▶ _Excerpted passage_:
/---

Obstructive Sleep Apnea is a class of sleep-disordered breathing that occurs when there is increased airflow resistance that causes the pharynx to collapse while sleeping. Sleep apnea causes numerous short- and long-term impacts to your health and quality of life that are exacerbated by symptoms such as loud snoring, episodes during which you stop breathing or gasp for air while asleep, awakening with a dry mouth, bruxism, morning headaches, insomnia, hypersomnia, difficulty paying attention while awake, and/or irritability.
In addition to known risk factors such as obesity or advancing age, anatomical insufficiencies of the maxilla or mandible—the upper and lower jaw, respectively—also significantly increase your chances of developing sleep apnea or other forms of sleep-disordered breathing. According to a 2010 study published in the international journal The Angle Orthodontist, researchers concluded that the primary craniofacial risk factors for sleep apnea included convex face shape (71.1% of diagnosed participants) and Class II malocclusion, or overbite (51.7% of diagnosed participants).

\---

▶ _Data to examine_:
/---

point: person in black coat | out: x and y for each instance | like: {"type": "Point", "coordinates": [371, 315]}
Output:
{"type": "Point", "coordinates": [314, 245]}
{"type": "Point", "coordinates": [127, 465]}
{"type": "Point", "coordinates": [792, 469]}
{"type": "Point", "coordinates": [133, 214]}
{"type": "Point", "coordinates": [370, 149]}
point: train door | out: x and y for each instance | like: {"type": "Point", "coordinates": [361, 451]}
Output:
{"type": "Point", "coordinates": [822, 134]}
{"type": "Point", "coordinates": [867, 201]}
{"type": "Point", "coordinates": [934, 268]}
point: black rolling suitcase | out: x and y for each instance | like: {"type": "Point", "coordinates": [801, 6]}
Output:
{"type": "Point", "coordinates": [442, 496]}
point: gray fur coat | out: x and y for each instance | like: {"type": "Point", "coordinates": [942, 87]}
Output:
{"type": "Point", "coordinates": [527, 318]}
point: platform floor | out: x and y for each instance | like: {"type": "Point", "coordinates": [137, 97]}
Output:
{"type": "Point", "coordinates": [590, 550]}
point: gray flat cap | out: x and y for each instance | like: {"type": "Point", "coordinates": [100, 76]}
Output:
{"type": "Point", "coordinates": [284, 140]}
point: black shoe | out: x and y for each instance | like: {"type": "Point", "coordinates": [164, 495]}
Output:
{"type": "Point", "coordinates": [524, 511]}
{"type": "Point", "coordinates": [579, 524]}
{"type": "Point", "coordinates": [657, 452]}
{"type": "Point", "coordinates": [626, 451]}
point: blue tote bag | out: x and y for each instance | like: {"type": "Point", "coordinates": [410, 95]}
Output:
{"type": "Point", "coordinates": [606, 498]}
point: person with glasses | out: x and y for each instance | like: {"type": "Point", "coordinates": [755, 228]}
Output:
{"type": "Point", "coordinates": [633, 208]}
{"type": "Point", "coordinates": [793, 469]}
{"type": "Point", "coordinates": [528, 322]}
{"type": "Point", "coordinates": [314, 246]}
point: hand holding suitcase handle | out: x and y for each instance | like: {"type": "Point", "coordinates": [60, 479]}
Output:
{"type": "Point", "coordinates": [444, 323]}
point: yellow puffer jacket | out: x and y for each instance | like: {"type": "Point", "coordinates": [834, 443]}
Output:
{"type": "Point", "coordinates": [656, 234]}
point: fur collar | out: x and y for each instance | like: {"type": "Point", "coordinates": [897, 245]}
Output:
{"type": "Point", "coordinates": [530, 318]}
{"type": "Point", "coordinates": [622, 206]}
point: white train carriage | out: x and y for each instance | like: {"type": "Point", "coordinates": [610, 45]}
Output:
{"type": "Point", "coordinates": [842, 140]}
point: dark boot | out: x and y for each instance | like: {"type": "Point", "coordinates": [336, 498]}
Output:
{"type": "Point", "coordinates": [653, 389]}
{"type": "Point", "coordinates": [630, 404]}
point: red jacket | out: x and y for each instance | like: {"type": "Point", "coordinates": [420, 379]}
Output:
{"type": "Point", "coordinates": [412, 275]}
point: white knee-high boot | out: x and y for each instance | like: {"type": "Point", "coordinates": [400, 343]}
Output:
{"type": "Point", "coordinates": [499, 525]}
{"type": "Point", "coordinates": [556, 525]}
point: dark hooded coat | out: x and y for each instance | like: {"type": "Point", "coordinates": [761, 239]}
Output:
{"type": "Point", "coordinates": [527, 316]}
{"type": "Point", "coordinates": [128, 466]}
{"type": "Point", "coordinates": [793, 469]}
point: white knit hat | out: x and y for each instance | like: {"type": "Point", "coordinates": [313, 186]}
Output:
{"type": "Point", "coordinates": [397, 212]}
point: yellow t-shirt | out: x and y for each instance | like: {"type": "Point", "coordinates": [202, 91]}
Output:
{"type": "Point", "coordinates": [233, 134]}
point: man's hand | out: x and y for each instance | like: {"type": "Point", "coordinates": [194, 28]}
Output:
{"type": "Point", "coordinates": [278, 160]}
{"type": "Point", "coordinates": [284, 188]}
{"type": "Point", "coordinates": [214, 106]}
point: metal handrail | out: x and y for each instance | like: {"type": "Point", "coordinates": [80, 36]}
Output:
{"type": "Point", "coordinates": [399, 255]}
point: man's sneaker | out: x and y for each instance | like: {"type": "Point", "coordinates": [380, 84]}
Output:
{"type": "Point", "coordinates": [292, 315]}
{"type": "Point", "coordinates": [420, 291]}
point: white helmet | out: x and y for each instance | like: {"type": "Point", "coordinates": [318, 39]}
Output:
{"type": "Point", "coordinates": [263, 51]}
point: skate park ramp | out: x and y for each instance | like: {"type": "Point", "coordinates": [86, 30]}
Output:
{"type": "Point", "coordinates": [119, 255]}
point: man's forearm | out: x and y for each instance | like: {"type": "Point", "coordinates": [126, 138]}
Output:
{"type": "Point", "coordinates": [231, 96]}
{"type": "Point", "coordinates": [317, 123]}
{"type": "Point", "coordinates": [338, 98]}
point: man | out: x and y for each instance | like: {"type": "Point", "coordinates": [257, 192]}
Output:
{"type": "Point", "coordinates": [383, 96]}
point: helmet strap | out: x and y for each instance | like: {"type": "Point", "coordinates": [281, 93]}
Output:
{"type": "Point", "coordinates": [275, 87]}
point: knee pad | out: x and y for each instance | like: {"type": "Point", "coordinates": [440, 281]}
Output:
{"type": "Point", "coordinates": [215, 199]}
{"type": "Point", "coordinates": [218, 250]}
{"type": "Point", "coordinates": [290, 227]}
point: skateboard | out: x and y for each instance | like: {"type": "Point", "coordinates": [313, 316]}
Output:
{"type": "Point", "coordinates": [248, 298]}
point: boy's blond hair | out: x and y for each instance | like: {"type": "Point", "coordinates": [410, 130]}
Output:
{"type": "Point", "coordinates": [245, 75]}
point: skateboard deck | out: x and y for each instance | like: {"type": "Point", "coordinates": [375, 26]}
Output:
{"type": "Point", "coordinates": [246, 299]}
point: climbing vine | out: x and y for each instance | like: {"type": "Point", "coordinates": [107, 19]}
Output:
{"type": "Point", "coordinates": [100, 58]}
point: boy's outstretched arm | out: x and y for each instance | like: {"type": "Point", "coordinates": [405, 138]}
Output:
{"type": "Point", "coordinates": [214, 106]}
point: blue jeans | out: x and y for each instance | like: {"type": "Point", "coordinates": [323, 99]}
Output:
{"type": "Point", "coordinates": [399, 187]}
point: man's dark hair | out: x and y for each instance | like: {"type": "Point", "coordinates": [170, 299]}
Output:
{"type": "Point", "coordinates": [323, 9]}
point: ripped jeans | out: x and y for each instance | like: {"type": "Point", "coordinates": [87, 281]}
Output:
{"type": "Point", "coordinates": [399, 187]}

\---

▶ _Brief A_:
Duplicate the part of the sleep apnea passage that opens with the words containing "Obstructive Sleep Apnea" and closes with "awake, and/or irritability.".
▶ _Brief B_:
Go on with the sleep apnea passage from where it stops.
The material has nothing to do with the sleep apnea passage.

▶ _Task output A_:
Obstructive Sleep Apnea is a class of sleep-disordered breathing that occurs when there is increased airflow resistance that causes the pharynx to collapse while sleeping. Sleep apnea causes numerous short- and long-term impacts to your health and quality of life that are exacerbated by symptoms such as loud snoring, episodes during which you stop breathing or gasp for air while asleep, awakening with a dry mouth, bruxism, morning headaches, insomnia, hypersomnia, difficulty paying attention while awake, and/or irritability.

▶ _Task output B_:
Non-surgical intervention can be used to treat mild to moderate causes of sleep-disordered breathing in the dental office. By carefully planning your orthodontic treatment with Invisalign aligners, Dr. Mannering is able to safely and gradually widen your upper and/or lower jaw. When crowding is reduced to create additional room in your oral cavity, more air is allowed to enter your lungs and your tongue does not obstruct your airway.
In more severe cases of sleep-disordered breathing, adjunctive therapies such as a sleep appliance or jaw surgery may be indicated. After careful consideration of your unique anatomy, these treatment options will be discussed together with Dr. Mannering and any specialists involved in your care.